In the records below, reproduce without change the lines starting at the line that contains "pixel 64 144." and ending at the line that contains "pixel 117 177", including both of those lines.

** START OF Dataset extract **

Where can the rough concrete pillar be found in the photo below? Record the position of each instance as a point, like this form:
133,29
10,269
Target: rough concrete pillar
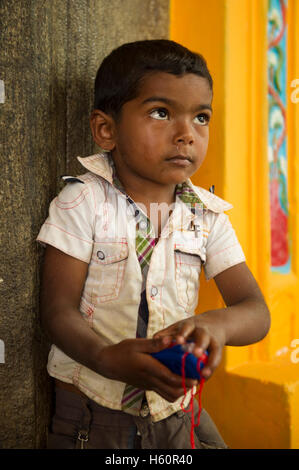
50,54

** END OF Dataset extract **
** START OF Dataset extract **

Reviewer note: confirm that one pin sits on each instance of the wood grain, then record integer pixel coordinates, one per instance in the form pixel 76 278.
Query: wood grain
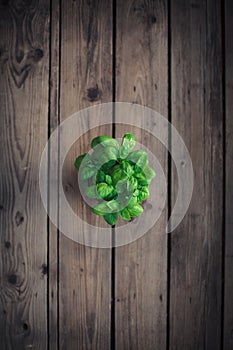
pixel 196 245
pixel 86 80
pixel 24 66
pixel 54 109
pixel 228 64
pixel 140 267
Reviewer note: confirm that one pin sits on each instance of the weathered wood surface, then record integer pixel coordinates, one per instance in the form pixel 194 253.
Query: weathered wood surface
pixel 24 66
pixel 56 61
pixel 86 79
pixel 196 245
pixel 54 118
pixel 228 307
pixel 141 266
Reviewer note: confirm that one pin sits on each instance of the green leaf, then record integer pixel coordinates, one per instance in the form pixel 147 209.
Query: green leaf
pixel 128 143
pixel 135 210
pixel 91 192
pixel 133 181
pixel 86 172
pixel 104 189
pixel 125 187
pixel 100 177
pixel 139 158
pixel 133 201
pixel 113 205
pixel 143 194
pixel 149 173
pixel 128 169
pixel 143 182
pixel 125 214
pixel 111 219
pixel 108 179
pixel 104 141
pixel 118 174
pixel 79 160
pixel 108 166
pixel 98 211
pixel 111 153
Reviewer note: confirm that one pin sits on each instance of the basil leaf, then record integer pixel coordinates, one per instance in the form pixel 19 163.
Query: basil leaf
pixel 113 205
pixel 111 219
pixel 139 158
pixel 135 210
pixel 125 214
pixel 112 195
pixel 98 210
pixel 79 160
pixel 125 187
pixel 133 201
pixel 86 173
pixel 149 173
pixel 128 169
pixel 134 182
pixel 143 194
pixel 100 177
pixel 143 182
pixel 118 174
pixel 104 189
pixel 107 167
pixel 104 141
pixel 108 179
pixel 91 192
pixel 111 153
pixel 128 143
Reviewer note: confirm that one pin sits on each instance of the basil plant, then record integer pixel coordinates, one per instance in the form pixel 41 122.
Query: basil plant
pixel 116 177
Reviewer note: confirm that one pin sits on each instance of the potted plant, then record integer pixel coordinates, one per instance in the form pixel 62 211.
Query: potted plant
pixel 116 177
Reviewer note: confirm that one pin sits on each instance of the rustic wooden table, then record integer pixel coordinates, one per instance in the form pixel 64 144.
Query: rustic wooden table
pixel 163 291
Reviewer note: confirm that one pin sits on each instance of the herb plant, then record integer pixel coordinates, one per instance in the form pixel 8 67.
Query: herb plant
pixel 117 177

** END OF Dataset extract **

=== Exercise result ===
Reviewer note: confirm that one pin sits on each instance of the rustic wooden table, then record integer pixel coordinates, one per instance in the form pixel 64 144.
Query: rustic wooden table
pixel 163 291
Reviewer note: confirm that one pin sits on each instance of the herb plant, then record integer pixel coordinates, one per instance in the form pixel 8 67.
Query: herb plant
pixel 117 177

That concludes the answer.